### What to do:
A - In the excerpt on mandatory information-system use, what must happen to a claim whose batch number ends with a Q?
B - Resume the excerpt on mandatory information-system use after its final sentence.

### Document excerpt:
Segment Open

This may be classified under complaint behaviour (Ram & Jung 1991). Its importance to mandatory use is not the complaint itself so much as the reason for the complaint. In this case it is that Ariel might feel inconvenienced unfairly or even victimised. So the user turns against the system (combination of technical and human).

P18. “When they hit the key that indicates they are done, the computer system gives them a batch number. If the number ends with a D, no problem, it will just get paid and archived. If the number ends with a Q, the claim must be sent to quality review [which might reject it, and is seen as a black mark against one’s work] … She does not know exactly to what degree the appearance of a Q is determined by the type of claim being processed or by the way that she is processing it, but she heard that her supervisor can manipulate the system to send specific claims to quality review. Ariel has been getting a greater number of Qs than usual. As she gets this one, she complains aloud: “What? Another Q? That’s terrible!.” (page 30-33)

Help received can build up what Ram & Jung (1991) call skill in use, but there are other ways to this, such as learning shortcuts:

P19. “… got to keep processing moving, keep the cost per claim down, but this is the kind of shortcut you never get in training. Without them, there is no way the job could be done … In training, everything looks so strict and black-and-white. But on the floor, everybody learns the shortcut in order to meet production. For instance, in training, you are taught to start a claim by filling out the forms that will serve as cover sheets for microfilmed records. Yet much of the information on the cover sheets is never used and is redundant with the attached claim record. So experienced processors do not fill out the form completely; they wait until they have completed the entire claim”. (page 30)

Finally, the following passage concerns not the mandatory use of the IS as such but about the atmosphere of working.

Segment Closed

### Collected data:
Segment Open

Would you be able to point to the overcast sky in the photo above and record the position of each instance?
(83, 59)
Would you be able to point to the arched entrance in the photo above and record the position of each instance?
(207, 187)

Segment Closed

### Exercise results:
A - It must be sent to quality review.

B -
P20. “There is a problem with the toll-free 800 number … Management has a suspicion that this number was given out by some processors to their acquaintances as a way of calling them free of charge. From now on, all phone calls exceeding fifteen minutes will be marked. Harriet senses the tension that her remark has brought into the meeting and is quick to clarify that the marking of these phone calls does not in itself constitute an accusation. … Still the subject seems delicate, and there is some grumbling and a few defensive remarks.” (page 25)

Such factors have an indirect impact on mandatory use, many positive but some negative. It is not clear however how they might be included in the factors listed in Table 1, nor even whether they should be. The mention of ‘grumbling’ suggests ‘complaint behaviour’ but this is minor and in no way expresses the main problem, which is located in attitudes of advantage-taking by “some processors” and attitude of suspicion Management.

3.2 The nature of the problem
It should be clear that there is a great difference between the issues illustrated in Wenger’s text, and the constructs in Table 1, discussed in the IS usage literature. Wenger’s issues seem more ‘down-to-earth’, and we can see immediately and intuitively how they might affect the quality of experience of (M)ISU, at both individual and organisational levels. By contrast, with many extant issues in Table 1 it is less immediately obvious how they might affect the quality of (M)ISU. Why is this? A number of reasons can be adduced.
One problem is that some of the issues are at an unhelpful level. These factors relate either to the development of the IS before use, such as ‘project risk’, or to the senior management’s view of the IS, such as ‘Existence of project champion’, ‘IT-management-process effectiveness’ and ‘results demonstrability’. Frequently the word ‘innovative’ indicates an unhelpful level; that something is innovative might be of interest to senior management who wish to enhance their own reputation, but is of little concern to the users (except when it makes work harder for them!). The kind of innovativeness that Ariel displayed in P1, which is relevant to users, is not within Singletary et al.’s [2002] use of the term and would not be of interest to senior management.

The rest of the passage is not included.